══ Tekst źródłowy

A teraz sprawa absolutnie najważniejsza. Jak już sobie obejrzymy co będzie do obejrzenia, przyjdzie pora usiąść i pogadać... No a żeby nie było o suchym i głodnym pysku trzeba zorganizowac we własnym zakresie jakowyś furaż. Na miejscu będzie czajnik i woda w kranie czyli musimy przynieść jakieś: ciasto (najchetniej domowe), ciastka, chipsy, orzeszki czy inne takie rzeczy plus kawa i herbata. Ja biorę "na siebie" kawę (rozpuszczalną). Każdy przynosi to co ma lub najbardziej lubi... no i postarajmy się jakoś skoordynować, żeby nie były same orzeszki albo chipsy.
Chciałbym oficjalnie potwierdzić przekazanie dokumentów w ręce Durektora Muzeum Marynarki Wojennej w Gdyni. Pompy nie było, tylko musztra honorowa jak opuszczaliśmy ORP Błyskawica. Zdjęcia na stronie http://www.orzel.one.pl/photogallery.php
Orzeł i OffRoad to jest to co trzyma mnie przy życiu
Anonymous pisze:Czy ktoś przejeżdżający przez Wrzeszcz mógłby mnie zdjąć z ul. Grunwaldzkiej (jeśli się jeszcze tak nazywa), w okolicach Newskiej?

════
══ Wyodrębnione dane

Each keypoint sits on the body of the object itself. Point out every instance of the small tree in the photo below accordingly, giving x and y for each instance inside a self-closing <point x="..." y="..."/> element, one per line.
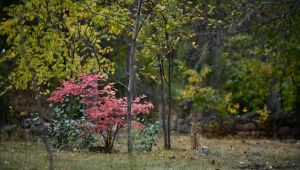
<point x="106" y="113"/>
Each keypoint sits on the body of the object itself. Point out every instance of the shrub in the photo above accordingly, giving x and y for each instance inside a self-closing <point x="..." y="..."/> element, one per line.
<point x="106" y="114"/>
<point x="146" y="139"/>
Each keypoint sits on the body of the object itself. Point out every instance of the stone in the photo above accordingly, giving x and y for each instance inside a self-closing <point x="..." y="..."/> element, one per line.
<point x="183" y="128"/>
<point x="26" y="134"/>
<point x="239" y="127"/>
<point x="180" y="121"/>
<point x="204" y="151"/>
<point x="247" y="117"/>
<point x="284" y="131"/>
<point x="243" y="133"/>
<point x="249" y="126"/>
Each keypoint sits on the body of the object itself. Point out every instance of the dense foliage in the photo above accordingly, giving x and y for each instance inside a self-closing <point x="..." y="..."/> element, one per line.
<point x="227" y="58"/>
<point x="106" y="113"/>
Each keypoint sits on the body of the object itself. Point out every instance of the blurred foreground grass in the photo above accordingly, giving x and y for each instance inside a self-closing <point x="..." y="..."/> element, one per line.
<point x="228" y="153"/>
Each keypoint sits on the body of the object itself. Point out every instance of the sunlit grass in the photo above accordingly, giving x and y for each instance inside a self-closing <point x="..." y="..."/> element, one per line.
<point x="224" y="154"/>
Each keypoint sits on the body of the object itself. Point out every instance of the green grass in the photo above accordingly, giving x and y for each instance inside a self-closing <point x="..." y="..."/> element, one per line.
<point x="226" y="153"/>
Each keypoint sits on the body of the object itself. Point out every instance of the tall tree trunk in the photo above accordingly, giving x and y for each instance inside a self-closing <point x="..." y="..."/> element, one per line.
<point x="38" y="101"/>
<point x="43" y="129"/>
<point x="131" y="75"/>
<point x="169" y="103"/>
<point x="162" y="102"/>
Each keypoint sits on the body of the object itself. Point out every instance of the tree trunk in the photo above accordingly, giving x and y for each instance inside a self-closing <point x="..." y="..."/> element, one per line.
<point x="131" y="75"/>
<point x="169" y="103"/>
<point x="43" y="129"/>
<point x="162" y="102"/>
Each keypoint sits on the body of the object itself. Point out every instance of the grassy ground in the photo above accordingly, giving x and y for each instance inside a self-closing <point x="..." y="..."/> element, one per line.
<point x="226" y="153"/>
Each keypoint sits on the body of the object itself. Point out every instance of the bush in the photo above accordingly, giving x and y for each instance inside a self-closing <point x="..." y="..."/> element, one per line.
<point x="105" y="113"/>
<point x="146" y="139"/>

════

Zadania do wykonania:
**A.** Wymień wszystkie produkty spożywcze, które według tekstu źródłowego trzeba przynieść na spotkanie.
**B.** Kontynuuj tekst źródłowy, zaczynając zaraz po jego ostatnim zdaniu.
Rekordy nie są potrzebne do wykonania zadań.

Wyniki zadań:
**A.** ciasto, ciastka, chipsy, orzeszki, kawa, herbata

**B.**
pozdr.
Marek B.
Dziękujemy organizatorowi (POLISHSUB) za gościnę i umożliwienie zwiedzenia okrętów (kobbeny robią jednak większe wrażenie niż foxtroty), a Gromowi za odwiedziny w pierwszym porcie RP.
Marek Błuś
Anonymous pisze:Dziękujemy organizatorowi (POLISHSUB) za gościnę i umożliwienie zwiedzenia okrętów (kobbeny robią jednak większe wrażenie niż foxtroty), a Gromowi za odwiedziny w pierwszym porcie RP.
Marek Błuś
Dołączam się równie serdecznie
A na marginesie - kto ma zdjęcia - to ja proszę - mitoko@wp.pl
Panowie... Ten meeting to wspaniała sprawa.
Wielkie uznanie dla Groma z fdt oraz organizatora - POLISHSUB'a
Wszystkim serdecznie dziękuję za miłą atmosferę i przyjęcie...
Pozdrawiam,
Maciej
P.S. Mitoko - ile mogę Ci podrzucić tych fotek...?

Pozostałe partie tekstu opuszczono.